Return these records line for line, leaving out the pictures.

Labeled shape records
======
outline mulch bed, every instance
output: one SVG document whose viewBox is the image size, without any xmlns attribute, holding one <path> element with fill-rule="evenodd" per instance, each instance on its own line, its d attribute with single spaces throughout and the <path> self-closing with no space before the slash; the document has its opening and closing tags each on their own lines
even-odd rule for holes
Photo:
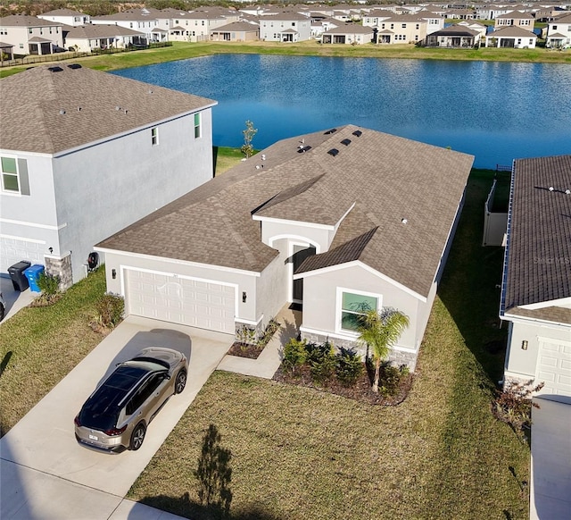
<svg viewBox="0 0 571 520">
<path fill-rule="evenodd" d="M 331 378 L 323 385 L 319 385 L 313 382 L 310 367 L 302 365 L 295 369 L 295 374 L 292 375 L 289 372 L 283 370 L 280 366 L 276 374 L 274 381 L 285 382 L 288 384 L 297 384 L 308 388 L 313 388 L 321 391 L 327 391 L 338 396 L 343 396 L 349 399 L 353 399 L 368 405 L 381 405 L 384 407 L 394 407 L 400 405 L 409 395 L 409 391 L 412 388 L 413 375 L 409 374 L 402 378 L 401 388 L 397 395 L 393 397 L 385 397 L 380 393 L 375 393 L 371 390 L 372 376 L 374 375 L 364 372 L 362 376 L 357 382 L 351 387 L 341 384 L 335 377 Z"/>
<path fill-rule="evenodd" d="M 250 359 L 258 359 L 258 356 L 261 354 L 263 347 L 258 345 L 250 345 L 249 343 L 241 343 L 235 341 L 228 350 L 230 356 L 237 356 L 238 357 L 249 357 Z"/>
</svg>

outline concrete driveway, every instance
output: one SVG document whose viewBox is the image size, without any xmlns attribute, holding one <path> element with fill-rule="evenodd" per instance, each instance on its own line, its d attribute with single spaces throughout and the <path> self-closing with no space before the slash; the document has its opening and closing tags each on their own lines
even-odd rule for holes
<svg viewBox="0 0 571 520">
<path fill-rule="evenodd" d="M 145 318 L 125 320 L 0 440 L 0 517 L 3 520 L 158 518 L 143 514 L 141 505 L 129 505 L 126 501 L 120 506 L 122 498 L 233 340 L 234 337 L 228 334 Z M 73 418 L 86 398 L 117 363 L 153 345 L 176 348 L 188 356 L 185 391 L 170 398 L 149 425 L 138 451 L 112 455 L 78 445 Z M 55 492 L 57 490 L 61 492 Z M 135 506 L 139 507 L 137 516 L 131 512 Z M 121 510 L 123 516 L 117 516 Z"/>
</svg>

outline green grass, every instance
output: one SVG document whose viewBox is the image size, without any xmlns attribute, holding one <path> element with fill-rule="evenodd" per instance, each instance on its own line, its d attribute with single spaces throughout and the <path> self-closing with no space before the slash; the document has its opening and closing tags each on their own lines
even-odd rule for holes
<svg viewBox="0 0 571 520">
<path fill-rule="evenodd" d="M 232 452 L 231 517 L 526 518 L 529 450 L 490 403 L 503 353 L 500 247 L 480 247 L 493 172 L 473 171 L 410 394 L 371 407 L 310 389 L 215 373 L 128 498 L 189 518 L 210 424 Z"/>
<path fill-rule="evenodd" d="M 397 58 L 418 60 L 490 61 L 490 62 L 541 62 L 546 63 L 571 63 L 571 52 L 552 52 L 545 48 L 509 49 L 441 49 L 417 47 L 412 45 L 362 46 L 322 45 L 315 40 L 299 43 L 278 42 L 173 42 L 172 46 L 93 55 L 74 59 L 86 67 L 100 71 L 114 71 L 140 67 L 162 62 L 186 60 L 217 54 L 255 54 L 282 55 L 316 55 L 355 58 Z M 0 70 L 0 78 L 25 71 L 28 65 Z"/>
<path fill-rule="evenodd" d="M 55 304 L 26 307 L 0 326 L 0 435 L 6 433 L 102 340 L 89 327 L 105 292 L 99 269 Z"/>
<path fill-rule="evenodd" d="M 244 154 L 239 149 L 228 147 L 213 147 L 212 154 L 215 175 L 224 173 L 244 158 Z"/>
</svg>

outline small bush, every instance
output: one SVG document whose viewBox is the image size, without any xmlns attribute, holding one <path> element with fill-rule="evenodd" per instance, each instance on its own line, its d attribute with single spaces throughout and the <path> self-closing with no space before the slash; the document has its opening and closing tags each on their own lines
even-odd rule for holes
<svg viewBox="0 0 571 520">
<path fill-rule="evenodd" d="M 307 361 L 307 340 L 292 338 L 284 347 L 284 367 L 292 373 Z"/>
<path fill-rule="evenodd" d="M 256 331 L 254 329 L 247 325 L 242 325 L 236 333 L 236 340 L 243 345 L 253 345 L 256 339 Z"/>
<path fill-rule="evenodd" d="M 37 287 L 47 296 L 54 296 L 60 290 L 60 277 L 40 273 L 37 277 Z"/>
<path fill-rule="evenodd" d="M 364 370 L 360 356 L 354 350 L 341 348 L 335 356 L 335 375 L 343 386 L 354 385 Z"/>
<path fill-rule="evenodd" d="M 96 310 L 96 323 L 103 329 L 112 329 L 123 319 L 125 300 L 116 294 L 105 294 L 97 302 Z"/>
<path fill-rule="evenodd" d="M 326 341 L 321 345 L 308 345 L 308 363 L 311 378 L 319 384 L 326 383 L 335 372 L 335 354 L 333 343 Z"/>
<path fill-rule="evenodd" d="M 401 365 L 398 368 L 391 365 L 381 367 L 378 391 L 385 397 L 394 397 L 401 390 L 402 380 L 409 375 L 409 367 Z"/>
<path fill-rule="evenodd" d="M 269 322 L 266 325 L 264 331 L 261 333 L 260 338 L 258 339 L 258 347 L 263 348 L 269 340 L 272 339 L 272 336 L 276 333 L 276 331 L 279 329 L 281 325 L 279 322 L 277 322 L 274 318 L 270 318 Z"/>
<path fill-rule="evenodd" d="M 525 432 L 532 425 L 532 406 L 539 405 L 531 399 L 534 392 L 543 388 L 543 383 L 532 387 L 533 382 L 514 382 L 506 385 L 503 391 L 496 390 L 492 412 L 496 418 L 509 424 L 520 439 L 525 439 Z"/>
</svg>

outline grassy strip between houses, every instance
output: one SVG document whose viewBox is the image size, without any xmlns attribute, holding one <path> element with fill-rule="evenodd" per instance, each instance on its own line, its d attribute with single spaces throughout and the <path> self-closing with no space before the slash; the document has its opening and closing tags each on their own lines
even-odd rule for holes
======
**COMPLETE OUTPUT**
outline mulch bed, every instance
output: one SVG document whose viewBox is the image size, without any xmlns attribute, holding one <path> element with fill-rule="evenodd" per instance, each instance on its own line, its d attribute with single spaces throughout and the <path> self-closing with no space before the slash; the document has its opening and closing tags each on their own lines
even-odd rule for holes
Photo:
<svg viewBox="0 0 571 520">
<path fill-rule="evenodd" d="M 331 378 L 323 385 L 319 385 L 313 382 L 310 367 L 302 365 L 295 369 L 295 374 L 292 375 L 289 372 L 283 370 L 280 366 L 276 374 L 274 381 L 285 382 L 288 384 L 297 384 L 308 388 L 313 388 L 321 391 L 327 391 L 338 396 L 343 396 L 349 399 L 353 399 L 368 405 L 381 405 L 384 407 L 394 407 L 400 405 L 409 395 L 409 391 L 412 388 L 413 375 L 409 374 L 402 378 L 401 388 L 397 395 L 393 397 L 385 397 L 380 393 L 375 393 L 371 390 L 372 376 L 374 375 L 364 372 L 362 376 L 357 382 L 351 387 L 341 384 L 335 377 Z"/>
<path fill-rule="evenodd" d="M 250 359 L 258 359 L 258 356 L 261 354 L 263 347 L 258 345 L 250 345 L 249 343 L 241 343 L 235 341 L 228 350 L 230 356 L 237 356 L 238 357 L 249 357 Z"/>
</svg>

outline concrete driveway, every instance
output: one SVG document whose viewBox is the image size, without any xmlns attribute, holding one <path> element with fill-rule="evenodd" per instance, each instance on its own line, its d attribute with single spaces throughout and the <path> self-closing with no space before the slash; the document has its opening and closing tags each on their own lines
even-odd rule for holes
<svg viewBox="0 0 571 520">
<path fill-rule="evenodd" d="M 145 318 L 125 320 L 0 440 L 0 517 L 3 520 L 158 518 L 143 514 L 141 505 L 129 505 L 126 501 L 120 506 L 122 498 L 233 340 L 234 337 L 228 334 Z M 73 418 L 86 398 L 117 363 L 153 345 L 176 348 L 188 356 L 185 391 L 170 398 L 149 425 L 138 451 L 112 455 L 78 445 Z M 55 492 L 57 490 L 61 492 Z M 135 506 L 139 507 L 137 516 L 131 512 Z M 121 510 L 123 516 L 117 516 Z"/>
</svg>

outline green grass, every instance
output: one SVG document whose viewBox is the image size, without any xmlns attribute, holding one <path> element with fill-rule="evenodd" per instance, each instance on its own line, its d attribute with single spaces throughout and the <path> self-closing with no space before the slash; the document has its opening and closing tags each on their own lines
even-odd rule for holes
<svg viewBox="0 0 571 520">
<path fill-rule="evenodd" d="M 232 452 L 231 517 L 526 518 L 529 450 L 490 403 L 503 353 L 500 247 L 480 247 L 493 172 L 473 171 L 410 394 L 371 407 L 310 389 L 215 373 L 128 498 L 189 518 L 210 424 Z"/>
<path fill-rule="evenodd" d="M 397 58 L 418 60 L 490 61 L 490 62 L 541 62 L 546 63 L 571 63 L 571 52 L 552 52 L 545 48 L 509 49 L 441 49 L 417 47 L 412 45 L 362 46 L 322 45 L 315 40 L 299 43 L 278 42 L 173 42 L 172 46 L 93 55 L 74 59 L 86 67 L 100 71 L 114 71 L 140 67 L 162 62 L 186 60 L 217 54 L 255 54 L 282 55 L 316 55 L 355 58 Z M 0 70 L 0 78 L 25 71 L 28 65 Z"/>
<path fill-rule="evenodd" d="M 55 304 L 26 307 L 0 326 L 0 435 L 6 433 L 102 340 L 89 327 L 105 292 L 99 269 Z"/>
<path fill-rule="evenodd" d="M 244 154 L 239 149 L 228 147 L 213 147 L 212 154 L 215 175 L 224 173 L 244 158 Z"/>
</svg>

outline small bush, every instance
output: one SVG document whose viewBox is the image size, without any xmlns attribute, holding one <path> element with fill-rule="evenodd" per instance, each instance on its own line, its d attribute with single spaces throughout and the <path> self-closing with no space before the slash; the document has its opening and closing tags each on their own lines
even-odd rule for holes
<svg viewBox="0 0 571 520">
<path fill-rule="evenodd" d="M 307 361 L 307 340 L 292 338 L 284 347 L 284 367 L 292 373 Z"/>
<path fill-rule="evenodd" d="M 256 331 L 254 329 L 247 325 L 242 325 L 236 333 L 236 340 L 243 345 L 253 345 L 256 339 Z"/>
<path fill-rule="evenodd" d="M 37 287 L 47 296 L 54 296 L 60 290 L 60 277 L 40 273 L 37 277 Z"/>
<path fill-rule="evenodd" d="M 364 370 L 360 356 L 354 350 L 341 348 L 335 356 L 335 375 L 343 386 L 354 385 Z"/>
<path fill-rule="evenodd" d="M 96 310 L 96 323 L 103 329 L 112 329 L 123 319 L 125 300 L 116 294 L 105 294 L 97 302 Z"/>
<path fill-rule="evenodd" d="M 326 341 L 321 345 L 308 345 L 308 363 L 311 378 L 319 384 L 326 383 L 335 372 L 335 354 L 333 343 Z"/>
<path fill-rule="evenodd" d="M 401 365 L 398 368 L 391 365 L 381 367 L 378 391 L 385 397 L 394 397 L 401 390 L 402 380 L 409 375 L 409 367 Z"/>
<path fill-rule="evenodd" d="M 269 322 L 266 325 L 264 331 L 261 333 L 260 338 L 258 339 L 258 347 L 263 348 L 269 340 L 272 339 L 272 336 L 276 333 L 276 331 L 279 329 L 281 325 L 279 322 L 277 322 L 274 318 L 270 318 Z"/>
<path fill-rule="evenodd" d="M 525 432 L 532 425 L 532 406 L 539 405 L 531 399 L 534 392 L 543 388 L 543 383 L 532 387 L 533 382 L 514 382 L 506 385 L 503 391 L 496 390 L 492 412 L 496 418 L 509 424 L 520 439 L 525 439 Z"/>
</svg>

outline grassy strip between houses, every instance
output: one SVG document whose viewBox is the image size, without any xmlns attribute, holding one <path> element with fill-rule="evenodd" per instance, each instance on its own line, its d attribute with single spaces throughout and the <path> self-closing with no space before the slash; the document has its opening and closing tags each on their own lines
even-odd rule for holes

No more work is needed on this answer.